▶ [Goal of the exercise] Print out every line, exactly as written.

Data listing:

▶

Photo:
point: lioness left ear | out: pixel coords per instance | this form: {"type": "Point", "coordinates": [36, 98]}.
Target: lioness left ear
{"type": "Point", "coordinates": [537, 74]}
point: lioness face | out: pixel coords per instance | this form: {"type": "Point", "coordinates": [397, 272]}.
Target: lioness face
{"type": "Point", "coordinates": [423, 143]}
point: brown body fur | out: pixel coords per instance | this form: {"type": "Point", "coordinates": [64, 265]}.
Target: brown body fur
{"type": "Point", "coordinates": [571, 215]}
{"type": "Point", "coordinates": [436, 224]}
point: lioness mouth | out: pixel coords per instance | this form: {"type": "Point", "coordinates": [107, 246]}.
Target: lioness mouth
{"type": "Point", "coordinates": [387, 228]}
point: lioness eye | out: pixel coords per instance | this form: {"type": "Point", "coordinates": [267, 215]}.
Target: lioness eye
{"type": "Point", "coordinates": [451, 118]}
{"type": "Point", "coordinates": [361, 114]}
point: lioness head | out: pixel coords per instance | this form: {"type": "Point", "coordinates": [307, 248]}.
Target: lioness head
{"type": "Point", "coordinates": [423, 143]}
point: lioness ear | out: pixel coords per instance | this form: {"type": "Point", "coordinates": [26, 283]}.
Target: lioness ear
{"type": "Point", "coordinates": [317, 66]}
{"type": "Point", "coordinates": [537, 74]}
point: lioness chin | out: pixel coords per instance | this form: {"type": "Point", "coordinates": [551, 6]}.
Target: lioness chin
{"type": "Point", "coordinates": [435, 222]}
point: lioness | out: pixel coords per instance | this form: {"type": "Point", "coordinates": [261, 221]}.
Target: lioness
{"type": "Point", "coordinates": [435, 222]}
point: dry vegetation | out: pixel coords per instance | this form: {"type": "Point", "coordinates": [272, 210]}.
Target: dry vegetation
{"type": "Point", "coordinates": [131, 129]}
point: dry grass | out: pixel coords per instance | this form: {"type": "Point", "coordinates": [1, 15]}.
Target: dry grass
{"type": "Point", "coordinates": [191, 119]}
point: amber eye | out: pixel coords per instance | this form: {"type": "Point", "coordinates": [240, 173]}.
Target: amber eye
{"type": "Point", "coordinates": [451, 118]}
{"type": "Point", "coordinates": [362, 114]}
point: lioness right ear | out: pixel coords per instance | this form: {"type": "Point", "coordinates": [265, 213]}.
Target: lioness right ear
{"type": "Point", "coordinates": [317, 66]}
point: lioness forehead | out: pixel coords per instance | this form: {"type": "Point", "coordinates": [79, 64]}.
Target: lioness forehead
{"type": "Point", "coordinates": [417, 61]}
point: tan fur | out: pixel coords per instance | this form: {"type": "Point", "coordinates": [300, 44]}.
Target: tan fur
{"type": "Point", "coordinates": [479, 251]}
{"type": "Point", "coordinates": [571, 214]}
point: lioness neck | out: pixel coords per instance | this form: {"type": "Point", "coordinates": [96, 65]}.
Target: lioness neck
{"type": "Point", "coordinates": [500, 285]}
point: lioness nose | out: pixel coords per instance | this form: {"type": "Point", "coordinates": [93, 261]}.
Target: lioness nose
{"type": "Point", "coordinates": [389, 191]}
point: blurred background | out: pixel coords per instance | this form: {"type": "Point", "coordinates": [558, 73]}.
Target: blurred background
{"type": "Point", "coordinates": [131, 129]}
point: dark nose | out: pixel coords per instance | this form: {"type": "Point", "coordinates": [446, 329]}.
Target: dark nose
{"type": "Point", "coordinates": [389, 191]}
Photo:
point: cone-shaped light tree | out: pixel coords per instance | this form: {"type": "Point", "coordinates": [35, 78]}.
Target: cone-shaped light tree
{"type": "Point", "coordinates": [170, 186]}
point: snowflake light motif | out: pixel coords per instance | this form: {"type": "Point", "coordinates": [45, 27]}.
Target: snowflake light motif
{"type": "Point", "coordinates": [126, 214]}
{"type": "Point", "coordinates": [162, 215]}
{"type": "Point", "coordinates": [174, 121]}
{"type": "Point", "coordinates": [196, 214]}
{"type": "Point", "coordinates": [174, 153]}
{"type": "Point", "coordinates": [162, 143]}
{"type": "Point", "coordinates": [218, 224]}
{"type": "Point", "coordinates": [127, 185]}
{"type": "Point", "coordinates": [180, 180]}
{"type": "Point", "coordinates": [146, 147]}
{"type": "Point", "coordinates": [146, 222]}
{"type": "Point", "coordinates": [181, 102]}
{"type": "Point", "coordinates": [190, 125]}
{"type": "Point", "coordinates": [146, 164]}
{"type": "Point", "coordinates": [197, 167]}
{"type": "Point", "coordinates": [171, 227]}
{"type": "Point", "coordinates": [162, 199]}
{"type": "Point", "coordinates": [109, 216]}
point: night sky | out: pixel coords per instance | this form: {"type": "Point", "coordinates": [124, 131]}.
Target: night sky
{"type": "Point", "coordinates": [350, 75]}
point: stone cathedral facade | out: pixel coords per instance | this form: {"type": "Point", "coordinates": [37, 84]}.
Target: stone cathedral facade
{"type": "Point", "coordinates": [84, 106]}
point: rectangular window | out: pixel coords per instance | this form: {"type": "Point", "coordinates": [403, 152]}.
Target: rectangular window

◀

▶ [Final answer]
Photo:
point: lioness left ear | out: pixel coords per instance | this form: {"type": "Point", "coordinates": [36, 98]}.
Target: lioness left ear
{"type": "Point", "coordinates": [537, 74]}
point: lioness face | out: pixel coords per instance | this form: {"type": "Point", "coordinates": [397, 272]}.
Target: lioness face
{"type": "Point", "coordinates": [423, 143]}
point: brown body fur | out: pixel coords per instance | this form: {"type": "Point", "coordinates": [64, 265]}.
Target: brown body fur
{"type": "Point", "coordinates": [571, 215]}
{"type": "Point", "coordinates": [436, 224]}
point: lioness mouth | out: pixel coords per instance | this form: {"type": "Point", "coordinates": [107, 246]}.
Target: lioness mouth
{"type": "Point", "coordinates": [387, 228]}
point: lioness eye | out: pixel coords per instance | this form: {"type": "Point", "coordinates": [267, 215]}.
Target: lioness eye
{"type": "Point", "coordinates": [451, 118]}
{"type": "Point", "coordinates": [361, 114]}
point: lioness head | out: pixel coords per instance | this form: {"type": "Point", "coordinates": [307, 248]}.
Target: lioness head
{"type": "Point", "coordinates": [423, 143]}
point: lioness ear | out: pixel coords per instance | this form: {"type": "Point", "coordinates": [26, 283]}.
Target: lioness ear
{"type": "Point", "coordinates": [317, 66]}
{"type": "Point", "coordinates": [537, 74]}
point: lioness chin | out: pixel coords per instance | this form: {"type": "Point", "coordinates": [551, 6]}.
Target: lioness chin
{"type": "Point", "coordinates": [435, 222]}
point: lioness | out: pixel coords per instance | this form: {"type": "Point", "coordinates": [261, 221]}.
Target: lioness
{"type": "Point", "coordinates": [435, 222]}
point: dry vegetation | out: pixel coords per instance | this form: {"type": "Point", "coordinates": [272, 210]}.
Target: dry vegetation
{"type": "Point", "coordinates": [131, 129]}
point: dry grass | out: pixel coords per instance | this form: {"type": "Point", "coordinates": [1, 15]}.
Target: dry grass
{"type": "Point", "coordinates": [191, 119]}
point: amber eye | out: pixel coords per instance | this form: {"type": "Point", "coordinates": [240, 173]}.
Target: amber eye
{"type": "Point", "coordinates": [451, 118]}
{"type": "Point", "coordinates": [362, 114]}
point: lioness right ear | out: pixel coords per instance | this form: {"type": "Point", "coordinates": [265, 213]}.
Target: lioness right ear
{"type": "Point", "coordinates": [317, 66]}
point: lioness forehead | out: pixel coords per instance | this form: {"type": "Point", "coordinates": [79, 64]}.
Target: lioness forehead
{"type": "Point", "coordinates": [417, 61]}
point: tan fur | out: pixel coords per instance | this form: {"type": "Point", "coordinates": [300, 44]}.
Target: tan fur
{"type": "Point", "coordinates": [479, 251]}
{"type": "Point", "coordinates": [571, 214]}
point: lioness neck | out: pixel coords per instance | this form: {"type": "Point", "coordinates": [96, 65]}.
Target: lioness neck
{"type": "Point", "coordinates": [500, 285]}
point: lioness nose | out: pixel coords per instance | this form: {"type": "Point", "coordinates": [93, 261]}.
Target: lioness nose
{"type": "Point", "coordinates": [389, 191]}
point: blurred background | out: pixel coords per instance | this form: {"type": "Point", "coordinates": [558, 73]}.
Target: blurred background
{"type": "Point", "coordinates": [131, 129]}
point: dark nose | out: pixel coords per instance | this form: {"type": "Point", "coordinates": [446, 329]}.
Target: dark nose
{"type": "Point", "coordinates": [389, 191]}
Photo:
point: cone-shaped light tree | out: pixel coords per instance | this form: {"type": "Point", "coordinates": [35, 78]}.
Target: cone-shaped light tree
{"type": "Point", "coordinates": [170, 186]}
point: snowflake light motif | out: pixel coords per instance | this form: {"type": "Point", "coordinates": [45, 27]}.
Target: snowflake light motif
{"type": "Point", "coordinates": [126, 214]}
{"type": "Point", "coordinates": [162, 215]}
{"type": "Point", "coordinates": [174, 121]}
{"type": "Point", "coordinates": [196, 214]}
{"type": "Point", "coordinates": [174, 153]}
{"type": "Point", "coordinates": [162, 143]}
{"type": "Point", "coordinates": [218, 224]}
{"type": "Point", "coordinates": [127, 185]}
{"type": "Point", "coordinates": [180, 180]}
{"type": "Point", "coordinates": [146, 147]}
{"type": "Point", "coordinates": [146, 222]}
{"type": "Point", "coordinates": [181, 102]}
{"type": "Point", "coordinates": [190, 125]}
{"type": "Point", "coordinates": [146, 164]}
{"type": "Point", "coordinates": [197, 167]}
{"type": "Point", "coordinates": [171, 227]}
{"type": "Point", "coordinates": [162, 199]}
{"type": "Point", "coordinates": [109, 216]}
point: night sky | out: pixel coords per instance | this form: {"type": "Point", "coordinates": [124, 131]}.
Target: night sky
{"type": "Point", "coordinates": [350, 75]}
point: stone cathedral facade | out: pixel coords per instance | this form: {"type": "Point", "coordinates": [37, 84]}.
Target: stone cathedral facade
{"type": "Point", "coordinates": [84, 106]}
point: rectangular window | out: pixel coords per instance | this form: {"type": "Point", "coordinates": [403, 152]}.
Target: rectangular window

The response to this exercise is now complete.